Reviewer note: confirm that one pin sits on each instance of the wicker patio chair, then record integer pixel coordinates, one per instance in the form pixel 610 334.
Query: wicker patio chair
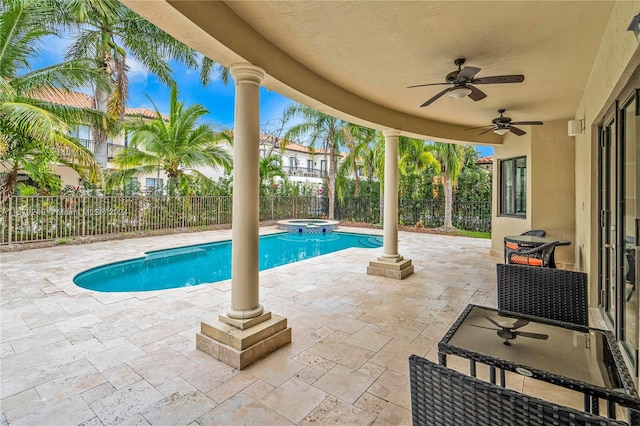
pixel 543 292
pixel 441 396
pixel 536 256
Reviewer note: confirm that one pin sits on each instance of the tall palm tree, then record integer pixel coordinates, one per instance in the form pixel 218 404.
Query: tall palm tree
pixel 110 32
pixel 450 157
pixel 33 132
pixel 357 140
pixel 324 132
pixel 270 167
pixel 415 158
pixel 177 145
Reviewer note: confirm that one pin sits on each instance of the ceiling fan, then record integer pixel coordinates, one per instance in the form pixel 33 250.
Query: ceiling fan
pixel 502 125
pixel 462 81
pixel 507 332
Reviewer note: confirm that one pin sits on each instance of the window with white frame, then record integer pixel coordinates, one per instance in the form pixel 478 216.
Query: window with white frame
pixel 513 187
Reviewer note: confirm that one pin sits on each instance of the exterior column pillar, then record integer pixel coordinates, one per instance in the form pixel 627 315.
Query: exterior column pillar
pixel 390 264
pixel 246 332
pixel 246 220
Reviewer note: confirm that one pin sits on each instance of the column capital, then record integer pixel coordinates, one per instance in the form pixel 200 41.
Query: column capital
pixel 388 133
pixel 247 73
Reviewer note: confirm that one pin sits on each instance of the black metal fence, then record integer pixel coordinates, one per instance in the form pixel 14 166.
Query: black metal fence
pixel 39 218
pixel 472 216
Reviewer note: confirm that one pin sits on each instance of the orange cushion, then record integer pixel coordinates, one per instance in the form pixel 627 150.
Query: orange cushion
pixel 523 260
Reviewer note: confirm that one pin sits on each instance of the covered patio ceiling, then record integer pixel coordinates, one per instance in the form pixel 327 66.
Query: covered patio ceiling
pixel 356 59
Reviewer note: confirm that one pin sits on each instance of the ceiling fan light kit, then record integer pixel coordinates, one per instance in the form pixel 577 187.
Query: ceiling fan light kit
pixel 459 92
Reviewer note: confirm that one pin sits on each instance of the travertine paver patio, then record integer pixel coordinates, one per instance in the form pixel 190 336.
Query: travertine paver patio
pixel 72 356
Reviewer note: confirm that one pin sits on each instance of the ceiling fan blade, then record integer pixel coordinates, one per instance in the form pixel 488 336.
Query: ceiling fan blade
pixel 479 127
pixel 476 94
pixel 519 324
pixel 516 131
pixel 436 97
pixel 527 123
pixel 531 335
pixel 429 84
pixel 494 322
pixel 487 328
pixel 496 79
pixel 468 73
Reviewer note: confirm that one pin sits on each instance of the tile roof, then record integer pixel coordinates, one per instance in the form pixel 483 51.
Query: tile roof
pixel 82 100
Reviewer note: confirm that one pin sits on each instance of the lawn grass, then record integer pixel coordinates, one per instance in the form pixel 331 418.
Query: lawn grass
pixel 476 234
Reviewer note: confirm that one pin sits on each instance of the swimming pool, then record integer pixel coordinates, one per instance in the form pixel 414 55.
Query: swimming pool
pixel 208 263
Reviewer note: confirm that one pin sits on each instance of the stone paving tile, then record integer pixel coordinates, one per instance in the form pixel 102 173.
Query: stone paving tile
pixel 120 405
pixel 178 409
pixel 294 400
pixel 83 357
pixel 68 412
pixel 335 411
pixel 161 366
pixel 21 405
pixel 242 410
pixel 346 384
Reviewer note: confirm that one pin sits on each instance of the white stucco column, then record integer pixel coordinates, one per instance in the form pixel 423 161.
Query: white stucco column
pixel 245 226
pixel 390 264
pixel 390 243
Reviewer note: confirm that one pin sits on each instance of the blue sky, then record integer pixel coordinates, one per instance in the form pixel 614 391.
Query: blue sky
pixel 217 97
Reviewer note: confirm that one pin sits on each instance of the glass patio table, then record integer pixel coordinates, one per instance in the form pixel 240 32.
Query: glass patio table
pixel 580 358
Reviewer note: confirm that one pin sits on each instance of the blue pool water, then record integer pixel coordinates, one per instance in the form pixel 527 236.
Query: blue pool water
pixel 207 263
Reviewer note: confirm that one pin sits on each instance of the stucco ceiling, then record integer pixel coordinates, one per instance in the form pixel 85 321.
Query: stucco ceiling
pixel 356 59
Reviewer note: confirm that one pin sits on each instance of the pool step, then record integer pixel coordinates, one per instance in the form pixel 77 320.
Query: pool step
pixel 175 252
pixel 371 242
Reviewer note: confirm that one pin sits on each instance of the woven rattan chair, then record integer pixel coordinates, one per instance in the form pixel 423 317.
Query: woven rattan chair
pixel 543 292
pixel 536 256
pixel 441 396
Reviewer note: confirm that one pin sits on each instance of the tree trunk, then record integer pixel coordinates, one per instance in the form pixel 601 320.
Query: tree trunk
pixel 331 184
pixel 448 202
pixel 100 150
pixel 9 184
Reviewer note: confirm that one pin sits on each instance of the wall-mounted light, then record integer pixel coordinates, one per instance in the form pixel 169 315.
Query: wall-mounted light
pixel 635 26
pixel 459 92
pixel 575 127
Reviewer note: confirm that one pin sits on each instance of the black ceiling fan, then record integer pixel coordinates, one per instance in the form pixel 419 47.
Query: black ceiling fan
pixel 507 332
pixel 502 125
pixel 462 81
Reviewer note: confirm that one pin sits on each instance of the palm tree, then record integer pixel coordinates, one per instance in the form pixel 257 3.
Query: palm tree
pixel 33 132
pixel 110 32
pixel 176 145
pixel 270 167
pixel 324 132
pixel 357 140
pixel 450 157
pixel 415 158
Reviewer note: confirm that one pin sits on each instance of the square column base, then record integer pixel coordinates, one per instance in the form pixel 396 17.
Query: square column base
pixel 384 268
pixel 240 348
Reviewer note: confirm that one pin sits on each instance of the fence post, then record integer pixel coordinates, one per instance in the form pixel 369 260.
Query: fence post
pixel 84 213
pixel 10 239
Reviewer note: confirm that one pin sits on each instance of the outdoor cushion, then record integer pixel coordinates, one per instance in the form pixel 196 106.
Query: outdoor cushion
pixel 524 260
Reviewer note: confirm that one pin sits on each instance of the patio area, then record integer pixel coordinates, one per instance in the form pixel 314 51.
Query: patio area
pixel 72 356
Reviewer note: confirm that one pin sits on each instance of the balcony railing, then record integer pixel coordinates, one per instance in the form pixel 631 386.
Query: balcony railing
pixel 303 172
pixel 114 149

----------

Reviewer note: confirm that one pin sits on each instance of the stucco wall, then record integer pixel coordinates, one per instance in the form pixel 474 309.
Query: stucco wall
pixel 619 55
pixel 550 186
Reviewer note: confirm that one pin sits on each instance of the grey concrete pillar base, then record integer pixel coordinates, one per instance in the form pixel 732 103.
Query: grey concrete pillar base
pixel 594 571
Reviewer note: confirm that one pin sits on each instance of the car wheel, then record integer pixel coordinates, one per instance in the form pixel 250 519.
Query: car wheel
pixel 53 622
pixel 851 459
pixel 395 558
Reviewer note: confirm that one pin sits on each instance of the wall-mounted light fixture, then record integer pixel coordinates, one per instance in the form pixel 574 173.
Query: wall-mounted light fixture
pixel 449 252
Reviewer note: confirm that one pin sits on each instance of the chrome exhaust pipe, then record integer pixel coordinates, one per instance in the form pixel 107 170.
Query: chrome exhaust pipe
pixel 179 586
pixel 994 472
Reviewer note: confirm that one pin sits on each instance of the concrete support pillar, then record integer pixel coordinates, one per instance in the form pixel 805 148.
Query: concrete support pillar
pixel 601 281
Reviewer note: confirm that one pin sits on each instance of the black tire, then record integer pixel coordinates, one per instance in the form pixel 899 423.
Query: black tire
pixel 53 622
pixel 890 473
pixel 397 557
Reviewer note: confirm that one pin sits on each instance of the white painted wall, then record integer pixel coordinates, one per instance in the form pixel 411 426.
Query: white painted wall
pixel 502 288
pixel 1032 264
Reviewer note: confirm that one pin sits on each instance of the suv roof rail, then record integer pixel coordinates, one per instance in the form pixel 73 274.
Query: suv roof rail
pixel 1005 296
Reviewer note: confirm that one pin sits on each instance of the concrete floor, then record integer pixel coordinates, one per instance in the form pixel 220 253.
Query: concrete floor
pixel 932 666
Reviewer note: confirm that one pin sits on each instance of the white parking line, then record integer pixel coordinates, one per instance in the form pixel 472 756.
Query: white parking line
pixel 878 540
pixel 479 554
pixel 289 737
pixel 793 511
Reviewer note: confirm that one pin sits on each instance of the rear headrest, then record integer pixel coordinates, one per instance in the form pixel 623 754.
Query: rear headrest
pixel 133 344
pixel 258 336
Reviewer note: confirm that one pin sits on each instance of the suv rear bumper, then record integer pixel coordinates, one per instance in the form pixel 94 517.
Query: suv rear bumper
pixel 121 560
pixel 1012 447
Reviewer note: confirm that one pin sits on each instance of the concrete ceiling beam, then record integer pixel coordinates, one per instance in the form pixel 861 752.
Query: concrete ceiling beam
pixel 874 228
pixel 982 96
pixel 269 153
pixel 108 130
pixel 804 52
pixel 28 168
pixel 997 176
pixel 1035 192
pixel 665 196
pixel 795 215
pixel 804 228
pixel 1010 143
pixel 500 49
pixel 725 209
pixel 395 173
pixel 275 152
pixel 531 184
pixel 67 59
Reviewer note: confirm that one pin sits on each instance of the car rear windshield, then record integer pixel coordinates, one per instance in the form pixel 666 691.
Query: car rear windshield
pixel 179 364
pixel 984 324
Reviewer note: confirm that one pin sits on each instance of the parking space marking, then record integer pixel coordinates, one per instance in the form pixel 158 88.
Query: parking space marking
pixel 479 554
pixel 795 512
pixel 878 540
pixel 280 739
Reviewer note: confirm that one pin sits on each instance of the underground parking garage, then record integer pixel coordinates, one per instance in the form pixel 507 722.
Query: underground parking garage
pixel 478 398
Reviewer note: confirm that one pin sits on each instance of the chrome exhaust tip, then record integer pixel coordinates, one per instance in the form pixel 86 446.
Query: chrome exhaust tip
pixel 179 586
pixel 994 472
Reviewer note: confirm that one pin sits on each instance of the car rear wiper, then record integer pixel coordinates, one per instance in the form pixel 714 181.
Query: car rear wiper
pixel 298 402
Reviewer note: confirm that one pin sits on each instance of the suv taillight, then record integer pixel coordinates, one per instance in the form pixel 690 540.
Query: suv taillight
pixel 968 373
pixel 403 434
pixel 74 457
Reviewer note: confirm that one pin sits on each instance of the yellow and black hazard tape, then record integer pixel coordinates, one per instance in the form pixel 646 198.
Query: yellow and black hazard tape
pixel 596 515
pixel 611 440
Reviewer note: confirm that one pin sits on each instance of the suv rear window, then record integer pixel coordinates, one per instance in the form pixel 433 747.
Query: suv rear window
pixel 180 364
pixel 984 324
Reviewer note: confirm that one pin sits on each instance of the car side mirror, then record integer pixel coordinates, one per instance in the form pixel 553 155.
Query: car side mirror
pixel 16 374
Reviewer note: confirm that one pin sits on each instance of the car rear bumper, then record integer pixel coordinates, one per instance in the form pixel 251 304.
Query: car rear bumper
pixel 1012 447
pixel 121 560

----------

* [Instructions for the task]: Reproduce the material from the line containing "pixel 414 55." through the line containing "pixel 580 358", substituting "Label" for every "Query" and leaving everything else as it is.

* [The response]:
Reviewer note: confirm that one pin sits on each instance of the swimming pool, then record integer pixel coordinates, one per instance in the form pixel 414 55.
Label: swimming pool
pixel 208 263
Reviewer note: confirm that one pin sits on each instance of the stone paving tile, then record integer pixel coordinates, one per instance in the form pixel 102 173.
Label: stone paving tile
pixel 120 405
pixel 178 409
pixel 294 400
pixel 83 357
pixel 68 412
pixel 335 411
pixel 161 366
pixel 21 405
pixel 242 410
pixel 346 384
Reviewer note: confirm that one pin sits on each instance of the white stucco column, then record integer pixel coordinates, one per instance in the form pixel 423 161.
Label: white stucco column
pixel 245 226
pixel 390 264
pixel 390 243
Reviewer note: confirm that one pin sits on each instance of the blue sky, then record integer pixel coordinates, one per instance in the form pixel 614 391.
Label: blue sky
pixel 217 97
Reviewer note: confirm that one pin sits on each instance of the glass patio table, then record integer pixel coordinates, one per instance in the form pixel 240 32.
Label: glass patio table
pixel 580 358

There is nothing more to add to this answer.